───── Voci fornite ─────
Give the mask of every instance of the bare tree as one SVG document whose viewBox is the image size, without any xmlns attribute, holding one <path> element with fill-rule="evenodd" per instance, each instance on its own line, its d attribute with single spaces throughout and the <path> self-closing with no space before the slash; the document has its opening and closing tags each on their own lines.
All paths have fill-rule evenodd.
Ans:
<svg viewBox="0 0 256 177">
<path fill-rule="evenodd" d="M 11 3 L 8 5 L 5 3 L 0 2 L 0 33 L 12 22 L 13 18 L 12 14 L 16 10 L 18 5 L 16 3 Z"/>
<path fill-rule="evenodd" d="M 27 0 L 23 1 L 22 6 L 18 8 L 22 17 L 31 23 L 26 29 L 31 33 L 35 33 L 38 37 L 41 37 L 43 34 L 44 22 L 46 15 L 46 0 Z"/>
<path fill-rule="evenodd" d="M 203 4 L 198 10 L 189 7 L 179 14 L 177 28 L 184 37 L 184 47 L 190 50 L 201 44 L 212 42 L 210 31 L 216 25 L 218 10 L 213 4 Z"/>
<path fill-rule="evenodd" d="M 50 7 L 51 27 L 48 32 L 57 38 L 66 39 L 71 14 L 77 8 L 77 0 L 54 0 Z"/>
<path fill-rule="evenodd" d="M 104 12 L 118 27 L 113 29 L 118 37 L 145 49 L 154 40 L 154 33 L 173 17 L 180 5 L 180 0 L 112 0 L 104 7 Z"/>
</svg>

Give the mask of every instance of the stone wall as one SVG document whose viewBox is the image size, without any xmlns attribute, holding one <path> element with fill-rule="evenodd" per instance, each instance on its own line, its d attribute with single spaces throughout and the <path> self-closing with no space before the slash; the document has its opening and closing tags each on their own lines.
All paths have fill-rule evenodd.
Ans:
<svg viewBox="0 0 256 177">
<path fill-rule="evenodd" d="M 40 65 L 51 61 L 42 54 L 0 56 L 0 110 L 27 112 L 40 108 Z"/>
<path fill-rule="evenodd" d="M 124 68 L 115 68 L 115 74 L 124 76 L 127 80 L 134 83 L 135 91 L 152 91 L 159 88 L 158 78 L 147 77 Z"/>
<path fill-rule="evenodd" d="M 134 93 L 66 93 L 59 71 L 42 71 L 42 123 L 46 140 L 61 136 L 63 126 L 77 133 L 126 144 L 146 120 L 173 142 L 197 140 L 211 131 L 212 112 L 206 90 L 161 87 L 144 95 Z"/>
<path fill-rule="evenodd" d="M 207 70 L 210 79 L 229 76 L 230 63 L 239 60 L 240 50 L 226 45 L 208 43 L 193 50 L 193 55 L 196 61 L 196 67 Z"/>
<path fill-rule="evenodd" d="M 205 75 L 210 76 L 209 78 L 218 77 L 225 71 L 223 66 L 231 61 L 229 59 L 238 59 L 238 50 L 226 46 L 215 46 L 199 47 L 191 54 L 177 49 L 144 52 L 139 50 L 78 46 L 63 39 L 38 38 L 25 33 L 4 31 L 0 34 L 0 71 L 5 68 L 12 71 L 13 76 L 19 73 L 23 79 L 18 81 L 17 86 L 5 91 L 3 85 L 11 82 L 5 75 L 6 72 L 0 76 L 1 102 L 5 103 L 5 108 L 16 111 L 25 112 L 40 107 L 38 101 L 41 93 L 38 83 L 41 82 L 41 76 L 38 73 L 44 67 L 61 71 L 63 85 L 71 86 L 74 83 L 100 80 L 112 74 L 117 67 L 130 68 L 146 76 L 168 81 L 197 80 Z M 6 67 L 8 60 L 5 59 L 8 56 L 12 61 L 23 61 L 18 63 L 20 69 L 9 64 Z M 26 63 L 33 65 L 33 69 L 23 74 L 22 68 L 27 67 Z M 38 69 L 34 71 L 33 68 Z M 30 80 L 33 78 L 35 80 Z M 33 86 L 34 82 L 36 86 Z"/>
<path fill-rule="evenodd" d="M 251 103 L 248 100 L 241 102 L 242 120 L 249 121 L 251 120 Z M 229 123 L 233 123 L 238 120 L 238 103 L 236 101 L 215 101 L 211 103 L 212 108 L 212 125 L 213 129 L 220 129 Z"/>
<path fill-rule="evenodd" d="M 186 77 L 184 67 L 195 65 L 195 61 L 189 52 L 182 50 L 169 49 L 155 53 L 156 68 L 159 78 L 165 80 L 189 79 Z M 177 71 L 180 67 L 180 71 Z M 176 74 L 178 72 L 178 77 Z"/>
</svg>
─────
───── Voci fornite ─────
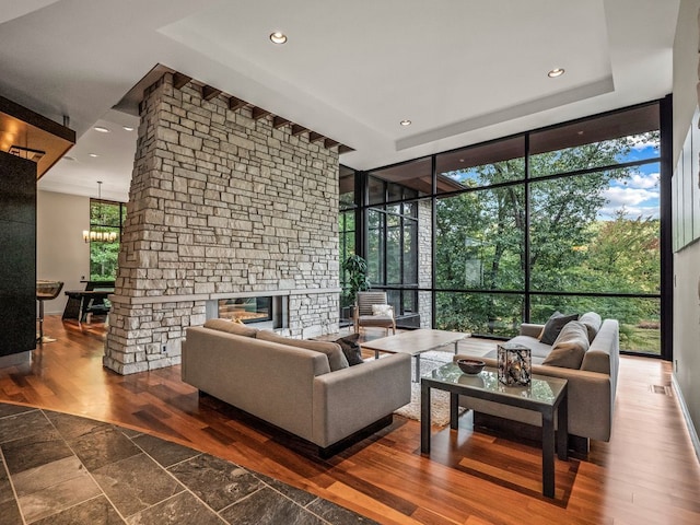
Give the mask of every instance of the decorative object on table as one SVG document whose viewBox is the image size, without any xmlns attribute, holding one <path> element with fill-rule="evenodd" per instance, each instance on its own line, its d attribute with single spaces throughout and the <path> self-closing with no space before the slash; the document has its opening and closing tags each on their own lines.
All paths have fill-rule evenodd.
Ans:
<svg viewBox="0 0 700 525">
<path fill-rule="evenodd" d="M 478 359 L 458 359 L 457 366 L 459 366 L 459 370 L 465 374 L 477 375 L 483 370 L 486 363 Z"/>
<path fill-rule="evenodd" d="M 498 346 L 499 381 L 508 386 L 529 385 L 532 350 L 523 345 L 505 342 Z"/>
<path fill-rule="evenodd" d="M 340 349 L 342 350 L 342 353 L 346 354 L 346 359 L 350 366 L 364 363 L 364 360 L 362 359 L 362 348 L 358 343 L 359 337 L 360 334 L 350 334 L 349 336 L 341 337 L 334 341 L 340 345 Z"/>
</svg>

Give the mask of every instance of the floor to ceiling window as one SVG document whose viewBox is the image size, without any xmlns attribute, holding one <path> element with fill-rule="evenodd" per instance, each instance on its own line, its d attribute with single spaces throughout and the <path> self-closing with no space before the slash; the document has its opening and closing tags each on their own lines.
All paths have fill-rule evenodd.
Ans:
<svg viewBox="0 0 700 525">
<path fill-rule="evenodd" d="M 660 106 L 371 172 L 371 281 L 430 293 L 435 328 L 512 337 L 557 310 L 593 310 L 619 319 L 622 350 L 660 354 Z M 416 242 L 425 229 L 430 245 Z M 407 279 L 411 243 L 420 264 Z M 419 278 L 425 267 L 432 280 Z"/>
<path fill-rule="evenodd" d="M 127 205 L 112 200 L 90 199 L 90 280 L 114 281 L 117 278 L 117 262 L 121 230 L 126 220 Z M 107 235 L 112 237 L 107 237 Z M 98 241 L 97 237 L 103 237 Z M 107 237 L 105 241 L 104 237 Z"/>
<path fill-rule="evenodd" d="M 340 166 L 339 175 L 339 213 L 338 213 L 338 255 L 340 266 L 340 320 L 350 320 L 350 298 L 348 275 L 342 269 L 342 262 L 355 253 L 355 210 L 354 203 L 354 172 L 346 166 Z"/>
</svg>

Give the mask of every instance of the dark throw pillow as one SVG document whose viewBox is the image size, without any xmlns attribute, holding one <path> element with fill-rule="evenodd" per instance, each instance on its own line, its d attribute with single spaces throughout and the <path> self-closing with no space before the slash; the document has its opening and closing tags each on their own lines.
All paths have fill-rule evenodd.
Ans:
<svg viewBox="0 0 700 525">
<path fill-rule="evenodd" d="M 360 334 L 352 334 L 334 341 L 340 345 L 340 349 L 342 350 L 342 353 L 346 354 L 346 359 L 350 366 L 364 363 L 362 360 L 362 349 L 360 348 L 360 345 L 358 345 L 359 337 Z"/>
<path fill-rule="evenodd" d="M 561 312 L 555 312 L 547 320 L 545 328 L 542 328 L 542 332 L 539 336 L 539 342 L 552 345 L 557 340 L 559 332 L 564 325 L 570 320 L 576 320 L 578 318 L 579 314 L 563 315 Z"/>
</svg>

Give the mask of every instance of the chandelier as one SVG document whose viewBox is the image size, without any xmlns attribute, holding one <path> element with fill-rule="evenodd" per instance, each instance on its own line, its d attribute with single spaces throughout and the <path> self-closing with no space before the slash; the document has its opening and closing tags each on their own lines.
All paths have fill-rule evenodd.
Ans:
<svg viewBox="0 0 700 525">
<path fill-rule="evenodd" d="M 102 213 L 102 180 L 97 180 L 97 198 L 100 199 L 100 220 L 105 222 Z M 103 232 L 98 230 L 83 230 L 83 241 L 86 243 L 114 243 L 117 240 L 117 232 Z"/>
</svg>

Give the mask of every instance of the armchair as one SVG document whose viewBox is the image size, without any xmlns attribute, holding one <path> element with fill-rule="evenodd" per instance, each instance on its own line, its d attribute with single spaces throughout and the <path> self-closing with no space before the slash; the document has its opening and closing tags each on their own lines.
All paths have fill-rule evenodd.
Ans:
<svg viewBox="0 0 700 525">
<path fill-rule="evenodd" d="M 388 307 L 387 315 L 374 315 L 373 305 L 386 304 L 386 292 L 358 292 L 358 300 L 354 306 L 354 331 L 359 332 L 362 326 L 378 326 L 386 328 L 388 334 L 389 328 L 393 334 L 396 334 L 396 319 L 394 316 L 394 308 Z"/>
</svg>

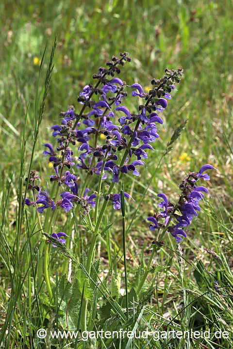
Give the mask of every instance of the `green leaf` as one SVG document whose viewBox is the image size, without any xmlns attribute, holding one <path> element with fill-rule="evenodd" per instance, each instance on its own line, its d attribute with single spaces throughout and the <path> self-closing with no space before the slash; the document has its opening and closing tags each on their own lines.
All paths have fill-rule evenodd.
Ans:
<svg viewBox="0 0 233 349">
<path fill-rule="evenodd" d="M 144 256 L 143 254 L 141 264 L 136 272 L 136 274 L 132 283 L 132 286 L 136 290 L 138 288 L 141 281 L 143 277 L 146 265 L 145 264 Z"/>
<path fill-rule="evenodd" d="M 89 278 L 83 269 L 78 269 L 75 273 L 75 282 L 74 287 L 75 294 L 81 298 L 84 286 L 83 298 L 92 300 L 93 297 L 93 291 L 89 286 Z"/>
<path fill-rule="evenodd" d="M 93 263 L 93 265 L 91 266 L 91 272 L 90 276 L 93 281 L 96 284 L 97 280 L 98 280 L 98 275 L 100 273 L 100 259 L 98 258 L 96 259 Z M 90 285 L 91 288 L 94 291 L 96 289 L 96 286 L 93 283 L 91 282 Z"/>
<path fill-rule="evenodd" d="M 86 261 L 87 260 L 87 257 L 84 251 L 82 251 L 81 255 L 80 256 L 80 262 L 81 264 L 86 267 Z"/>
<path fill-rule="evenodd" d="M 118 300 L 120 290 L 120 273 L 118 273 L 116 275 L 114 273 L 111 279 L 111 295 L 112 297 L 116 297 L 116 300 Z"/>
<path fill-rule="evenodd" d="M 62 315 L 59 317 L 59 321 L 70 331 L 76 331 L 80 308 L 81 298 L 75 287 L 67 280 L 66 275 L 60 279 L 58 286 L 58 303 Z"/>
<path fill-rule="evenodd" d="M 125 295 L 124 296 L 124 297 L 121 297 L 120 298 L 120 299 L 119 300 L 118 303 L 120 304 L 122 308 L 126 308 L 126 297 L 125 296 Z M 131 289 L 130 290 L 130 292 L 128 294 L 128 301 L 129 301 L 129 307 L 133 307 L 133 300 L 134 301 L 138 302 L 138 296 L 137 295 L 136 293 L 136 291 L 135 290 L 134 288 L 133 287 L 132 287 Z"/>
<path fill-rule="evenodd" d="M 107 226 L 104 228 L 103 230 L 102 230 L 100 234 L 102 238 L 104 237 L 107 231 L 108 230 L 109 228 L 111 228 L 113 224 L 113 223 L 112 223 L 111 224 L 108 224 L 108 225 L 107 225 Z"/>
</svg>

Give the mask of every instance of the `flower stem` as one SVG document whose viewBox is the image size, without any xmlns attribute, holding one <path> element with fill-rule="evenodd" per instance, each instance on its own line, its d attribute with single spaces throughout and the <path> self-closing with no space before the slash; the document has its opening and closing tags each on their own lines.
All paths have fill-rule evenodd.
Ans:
─────
───── Voci fornite ─────
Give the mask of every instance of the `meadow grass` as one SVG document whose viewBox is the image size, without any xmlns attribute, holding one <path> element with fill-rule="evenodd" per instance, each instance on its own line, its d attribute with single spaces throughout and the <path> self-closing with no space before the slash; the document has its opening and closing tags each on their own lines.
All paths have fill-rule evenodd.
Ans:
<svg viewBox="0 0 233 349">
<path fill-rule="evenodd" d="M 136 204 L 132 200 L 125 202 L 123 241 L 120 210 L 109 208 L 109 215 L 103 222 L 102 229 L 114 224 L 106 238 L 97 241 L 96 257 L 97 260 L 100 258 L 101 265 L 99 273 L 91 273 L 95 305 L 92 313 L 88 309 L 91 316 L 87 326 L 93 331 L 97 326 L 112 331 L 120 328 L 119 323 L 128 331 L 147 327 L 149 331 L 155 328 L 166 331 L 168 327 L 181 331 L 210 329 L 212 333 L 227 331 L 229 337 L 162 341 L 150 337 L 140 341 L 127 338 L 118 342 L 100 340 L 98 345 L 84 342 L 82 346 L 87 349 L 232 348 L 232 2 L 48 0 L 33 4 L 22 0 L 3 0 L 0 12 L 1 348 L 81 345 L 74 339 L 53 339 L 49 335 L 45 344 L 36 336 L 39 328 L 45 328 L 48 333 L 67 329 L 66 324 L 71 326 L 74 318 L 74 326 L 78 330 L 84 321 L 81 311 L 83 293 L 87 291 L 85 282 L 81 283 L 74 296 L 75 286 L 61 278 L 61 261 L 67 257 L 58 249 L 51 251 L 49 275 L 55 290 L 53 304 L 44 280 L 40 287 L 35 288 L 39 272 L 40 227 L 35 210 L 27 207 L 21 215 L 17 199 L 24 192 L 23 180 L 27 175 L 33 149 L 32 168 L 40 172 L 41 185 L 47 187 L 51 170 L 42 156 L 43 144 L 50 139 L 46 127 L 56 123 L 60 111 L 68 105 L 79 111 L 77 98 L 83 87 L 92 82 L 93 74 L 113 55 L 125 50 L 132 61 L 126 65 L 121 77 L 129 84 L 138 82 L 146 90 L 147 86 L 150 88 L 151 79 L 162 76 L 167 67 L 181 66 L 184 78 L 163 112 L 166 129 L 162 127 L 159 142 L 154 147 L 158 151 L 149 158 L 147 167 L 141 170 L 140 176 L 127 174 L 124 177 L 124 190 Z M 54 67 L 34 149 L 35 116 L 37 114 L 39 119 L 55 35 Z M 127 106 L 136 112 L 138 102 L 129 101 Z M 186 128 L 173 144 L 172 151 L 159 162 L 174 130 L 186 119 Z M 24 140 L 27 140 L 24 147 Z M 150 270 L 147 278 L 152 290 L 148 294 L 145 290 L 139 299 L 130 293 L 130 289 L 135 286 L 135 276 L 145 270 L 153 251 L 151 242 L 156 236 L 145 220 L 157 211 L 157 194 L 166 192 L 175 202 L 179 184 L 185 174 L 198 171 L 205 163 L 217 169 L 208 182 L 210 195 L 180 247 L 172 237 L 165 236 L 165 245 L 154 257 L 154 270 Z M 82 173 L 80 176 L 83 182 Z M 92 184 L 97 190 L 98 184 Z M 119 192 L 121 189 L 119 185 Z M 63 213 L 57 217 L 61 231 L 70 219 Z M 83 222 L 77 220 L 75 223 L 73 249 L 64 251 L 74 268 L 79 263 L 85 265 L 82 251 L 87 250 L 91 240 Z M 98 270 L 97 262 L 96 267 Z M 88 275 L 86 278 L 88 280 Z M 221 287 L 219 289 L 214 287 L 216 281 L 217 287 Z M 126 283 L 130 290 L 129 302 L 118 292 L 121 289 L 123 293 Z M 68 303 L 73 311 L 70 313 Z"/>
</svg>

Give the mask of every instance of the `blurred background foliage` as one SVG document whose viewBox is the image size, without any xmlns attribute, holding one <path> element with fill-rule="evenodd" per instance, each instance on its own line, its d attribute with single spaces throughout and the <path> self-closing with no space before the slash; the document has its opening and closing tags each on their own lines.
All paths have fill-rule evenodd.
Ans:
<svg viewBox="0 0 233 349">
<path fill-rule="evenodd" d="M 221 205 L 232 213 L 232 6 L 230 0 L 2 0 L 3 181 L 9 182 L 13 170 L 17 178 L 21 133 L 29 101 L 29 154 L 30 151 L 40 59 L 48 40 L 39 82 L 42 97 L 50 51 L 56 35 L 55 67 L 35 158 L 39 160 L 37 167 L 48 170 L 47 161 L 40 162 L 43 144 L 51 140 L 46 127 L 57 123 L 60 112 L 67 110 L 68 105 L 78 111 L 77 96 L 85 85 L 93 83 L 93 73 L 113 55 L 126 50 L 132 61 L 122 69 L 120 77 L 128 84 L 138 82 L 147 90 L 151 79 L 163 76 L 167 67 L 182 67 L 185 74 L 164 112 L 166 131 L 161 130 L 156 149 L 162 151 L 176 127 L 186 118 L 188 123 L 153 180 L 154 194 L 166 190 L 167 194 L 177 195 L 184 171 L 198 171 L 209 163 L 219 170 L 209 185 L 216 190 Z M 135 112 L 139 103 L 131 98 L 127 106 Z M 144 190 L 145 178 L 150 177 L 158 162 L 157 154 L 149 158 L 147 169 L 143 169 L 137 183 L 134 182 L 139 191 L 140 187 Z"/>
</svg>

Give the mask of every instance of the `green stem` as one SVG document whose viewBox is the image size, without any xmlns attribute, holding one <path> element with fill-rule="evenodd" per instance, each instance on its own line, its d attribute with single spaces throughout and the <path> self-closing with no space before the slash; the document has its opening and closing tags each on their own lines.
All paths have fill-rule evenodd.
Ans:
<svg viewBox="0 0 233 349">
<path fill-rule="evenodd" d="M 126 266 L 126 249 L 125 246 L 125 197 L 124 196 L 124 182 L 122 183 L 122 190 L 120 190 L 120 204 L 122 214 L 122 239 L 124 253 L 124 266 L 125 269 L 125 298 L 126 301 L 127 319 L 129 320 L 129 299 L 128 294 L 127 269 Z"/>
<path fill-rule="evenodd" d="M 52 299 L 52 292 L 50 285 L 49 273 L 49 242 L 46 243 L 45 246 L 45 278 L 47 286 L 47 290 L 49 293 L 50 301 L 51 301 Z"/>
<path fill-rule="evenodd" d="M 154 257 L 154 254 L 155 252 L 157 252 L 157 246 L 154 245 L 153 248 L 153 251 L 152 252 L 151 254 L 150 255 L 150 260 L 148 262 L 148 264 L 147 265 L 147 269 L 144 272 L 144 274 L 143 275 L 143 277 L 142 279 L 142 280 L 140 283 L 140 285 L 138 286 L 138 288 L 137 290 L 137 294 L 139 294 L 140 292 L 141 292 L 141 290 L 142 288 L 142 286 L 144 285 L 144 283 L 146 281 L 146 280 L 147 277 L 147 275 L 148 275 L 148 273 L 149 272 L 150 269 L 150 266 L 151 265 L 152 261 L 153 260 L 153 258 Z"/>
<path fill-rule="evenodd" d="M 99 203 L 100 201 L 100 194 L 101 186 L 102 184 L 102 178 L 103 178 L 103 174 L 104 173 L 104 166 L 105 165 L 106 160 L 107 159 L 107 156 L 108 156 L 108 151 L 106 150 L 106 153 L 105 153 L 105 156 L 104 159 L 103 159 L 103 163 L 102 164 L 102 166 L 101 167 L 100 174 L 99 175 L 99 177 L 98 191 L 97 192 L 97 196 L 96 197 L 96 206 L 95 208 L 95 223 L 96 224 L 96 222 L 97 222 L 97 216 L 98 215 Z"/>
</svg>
─────
**Scopo del compito:** Individua nelle voci qui sopra tutte le righe che contengono la stringa "stem" e copiale per intero.

**In risposta:**
Give the mask of every instance of the `flower stem` as one SVG document whose viewBox is the image size, without any xmlns attribute, holding one <path> element with fill-rule="evenodd" per instance, each instance on its own line, its d attribute with single spaces throughout and the <path> self-closing with no space before the slash; the document has its opening and closing tags each on their own lines.
Give the mask of every instance of the `green stem` as one SVG document whose viewBox is the image size, without any xmlns attribute, holding one <path> element with fill-rule="evenodd" per instance, each instance on its own line, its d attribute with single spaces throughout and the <path> self-closing with no space before the slash; the document has its opening and closing tags each on their own lines.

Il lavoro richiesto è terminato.